## WRITTEN PROBLEM 1:
Report only the number of lines in the rows below that contain the string "green". Case counts.

## TEXT TO READ:
* Begin *

# Handmade inline spinner



## VetHuntRookie (Sep 18, 2021)

So I have an addiction to panfish and trout fishing with inline spinners. I thought making some would be really cool so I bought the parts and have now made my first inline spinner. I need to work on it but I have enough supplies for 49 more to perfect the art of inline spinner lure making. My first finished lure weighs about 1/10 oz which is a good “small lure” weight for me.



























































-VHR


----------



## PunyTrout (Mar 23, 2007)

It's a fun hobby. I spent the last several days preparing for the upcoming season. As always, I have 'way too many' to use myself. I'll have to give some away to the anglers I meet in my travels.


----------



## VetHuntRookie (Sep 18, 2021)

Got 1 each of my three sizes made. 


-VHR


----------



## piketroller (Oct 24, 2016)

It's fun. The best thing you can do is make one of each variety and test them to see if they act like you had hoped before making a ton. Length, weight, weight distribution, and blade size/style all affect the action including how slow you can crank them and still have it spin right. Then when you are happy with them, make a bunch in all the different color combinations you can dream up.


----------



## PunyTrout (Mar 23, 2007)

Here's a couple that I was working on earlier today. There's enough in the picture to give an idea of materials, tools and techniques to spruce up your own creations.











WTP makes several adhesive reflective tape products that I like using.


----------



## VetHuntRookie (Sep 18, 2021)

PunyTrout said:


> Here's a couple that I was working on earlier today. There's enough in the picture to give an idea of materials, tools and techniques to spruce up your own creations.
> 
> 
> View attachment 828008
> ...


I debated using a split ring to attach the hook but decided to go directly on the wire. Why do you use a split ring?


-VHR


----------



## PunyTrout (Mar 23, 2007)

VetHuntRookie said:


> I debated using a split ring to attach the hook but decided to go directly on the wire. Why do you use a split ring?
> 
> 
> -VHR


Split rings allow you to swap out hooks. If the hooks become damaged or if you're fishing an area that requires single or barbless hooks. There's also less of a tendency to have the hook get caught up and ',hinge' during the battle when a fish is being landed. Overall using split rings gives you greater flexibility and adds longevity to your lure IMO. 

I use heavy-duty stainless steel wire when making my spinners. Most store bought major brands use flimsy wire that you can bend easily. Any large fish can ruin a lure after one use. I make my own because I can control the quality of the product I produce.


----------



## tincanary (Jul 23, 2018)

* End *

## WRITTEN PROBLEM 2:
Answer these questions from the thread above, one line each:
(a) How many more inline spinners does VetHuntRookie have supplies to make?
(b) According to PunyTrout, what do split rings allow you to do?
(c) What type of wire does PunyTrout use to make spinners?

## DATA:

* Begin *

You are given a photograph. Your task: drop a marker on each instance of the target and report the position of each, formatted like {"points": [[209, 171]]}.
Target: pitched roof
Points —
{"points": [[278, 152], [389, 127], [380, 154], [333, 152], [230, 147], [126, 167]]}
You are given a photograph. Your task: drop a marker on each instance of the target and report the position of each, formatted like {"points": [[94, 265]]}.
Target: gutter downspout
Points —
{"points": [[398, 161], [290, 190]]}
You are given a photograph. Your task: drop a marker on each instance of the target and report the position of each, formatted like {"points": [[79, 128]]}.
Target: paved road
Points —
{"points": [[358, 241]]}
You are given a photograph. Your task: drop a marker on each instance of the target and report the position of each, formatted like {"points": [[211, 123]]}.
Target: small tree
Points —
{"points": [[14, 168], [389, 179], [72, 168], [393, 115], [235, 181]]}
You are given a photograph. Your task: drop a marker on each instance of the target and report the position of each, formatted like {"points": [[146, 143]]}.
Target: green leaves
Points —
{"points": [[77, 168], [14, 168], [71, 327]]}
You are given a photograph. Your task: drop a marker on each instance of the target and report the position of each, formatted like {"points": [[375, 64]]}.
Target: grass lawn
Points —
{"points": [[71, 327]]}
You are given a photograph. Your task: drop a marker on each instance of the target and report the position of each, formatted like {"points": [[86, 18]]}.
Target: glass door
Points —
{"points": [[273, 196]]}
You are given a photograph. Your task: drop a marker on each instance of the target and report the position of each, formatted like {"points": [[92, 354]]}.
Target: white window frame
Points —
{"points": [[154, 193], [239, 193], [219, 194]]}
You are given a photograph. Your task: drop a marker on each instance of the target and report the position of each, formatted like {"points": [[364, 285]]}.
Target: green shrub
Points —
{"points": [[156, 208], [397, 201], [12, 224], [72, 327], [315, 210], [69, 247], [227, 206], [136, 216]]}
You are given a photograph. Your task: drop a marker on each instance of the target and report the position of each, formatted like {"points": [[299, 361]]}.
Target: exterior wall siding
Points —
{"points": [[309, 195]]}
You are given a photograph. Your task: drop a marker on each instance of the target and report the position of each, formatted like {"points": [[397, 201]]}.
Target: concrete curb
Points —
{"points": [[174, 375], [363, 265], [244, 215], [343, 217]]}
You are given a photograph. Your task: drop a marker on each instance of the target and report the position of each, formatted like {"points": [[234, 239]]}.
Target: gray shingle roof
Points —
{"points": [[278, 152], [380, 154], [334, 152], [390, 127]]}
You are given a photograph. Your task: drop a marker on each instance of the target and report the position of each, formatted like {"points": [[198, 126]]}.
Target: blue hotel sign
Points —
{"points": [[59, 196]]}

* End *

## FULL SOLUTION 1:
2

## FULL SOLUTION 2:
(a) 49
(b) Swap out hooks
(c) Heavy-duty stainless steel wire